**CONSEGNA:**
Rispondi alle seguenti domande sul brano dedicato alla protesta dei corridori:
(a) Da quale città provenivano i 20 gendarmi che prelevarono i corridori della Tvm?
(b) Chi fu eletto rappresentante e portavoce dei corridori?
(c) Su quale traguardo si concluse la pedalata dei 116 superstiti?

**BRANO DA ESAMINARE:**
I commentatori della Tv francese definirono "surreale" questa interminabile giornata, cominciata con i controlli di sei corridori della Tvm martedi notte e finita il giorno successivo a tarda ora con la perquisizione degli alberghi che ospitavano Once, Casino, Polti, Francaais des Jeux e di tutti i mezzi delle quattro squadre.
Proprio i metodi riservati dai 20 gendarmi provenienti da Reims ai corridori della Tvm (prelevati in albergo durante la doccia e i massaggi, trasferiti in ospedale per gli esami del sangue, delle urine e dei capelli, tenuti senza mangiare fino alle 23.50, quando sono stati rilasciati) scatenarono la reazione del gruppo. Dopo aver raccontato ai giornalisti la loro notte a cavallo di due tappe alpine (Blijlevens disse che gli sembrò d'assistere a un brutto film poliziesco di cui era, suo malgrado, l'interprete), i corridori della Tvm misero al corrente della loro brutta esperienza tutti i colleghi.
Outschakov, poco prima della partenza, avvicinò Pantani spiegandogli dettagliatamente l'accaduto.
I corridori prese regolarmente il via, ma impiegarono un'ora per percorrere 24 chilometri e per mettere a punto una strategia comune.
Al chilometro 32 si fermarono staccandosi il numero di gara dalla schiena mandando il danese Bjarne Riis, eletto loro rappresentante e portavoce, a trattare con Leblanc, il direttore del Tour.
Chiaro il segnale lanciato agli organizzatori: togliendosi il numero chiedevano l'annullamento della tappa, ma erano disposti a salvare la corsa e ad arrivare fino a Parigi a patto che la polizia accettasse di trattare i corridori come atleti e non come delinquenti.


I RITIRI
Ma non tutti i concorrenti erano dello stesso avviso: mentre i corridori riprendevano a pedalare in attesa di una risposta al loro ultimatum, Jalabert salì sull'ammiraglia ritirandosi e obbligando i suoi compagni a fare altrettanto.
"In una situazione simile non si può andare avanti, non si può continuare a essere trattati come bestie". Al chilometro 80, dov'era fissato il rifornimento, anche i sei superstiti della Banesto (che già aveva perso per strada i leader Olano e Jimenez) si fermavano, imitati poco dopo dai tre corridori della Riso Scotti. La pedalata dei 116 superstiti in mezzo alla marea di gente che lungo i tre colli previsti sperava di assistere a ben altro spettacolo (ma rari furono gli episodi di contestazione del pubblico), si concluse sul traguardo di Aix Les Bains dove, tenendosi per mano, sfilarono per primi i corridori della Tvm, seguiti dai tre leader delle classifiche: la maglia gialla Pantani, la maglia verde Zabel, la maglia a pois Massi. Tutto finito? Al contrario.
La polizia di Lilla, dopo le rivelazioni dei corridori interrogati a Lione (soprattutto dopo le ammissioni di Zuelle), interrogò anche ex corridori della Festina come Leblanc, Lebreton, Robin e Lino.

**INSIEME DI DATI:**
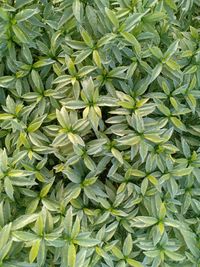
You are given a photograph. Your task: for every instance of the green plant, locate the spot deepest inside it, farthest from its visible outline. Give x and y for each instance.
(99, 133)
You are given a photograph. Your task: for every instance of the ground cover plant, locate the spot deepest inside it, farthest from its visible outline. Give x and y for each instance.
(99, 133)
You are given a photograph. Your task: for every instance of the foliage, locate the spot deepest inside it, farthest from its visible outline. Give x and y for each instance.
(99, 133)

**SOLUZIONE:**
(a) Da Reims.
(b) Il danese Bjarne Riis.
(c) Aix Les Bains.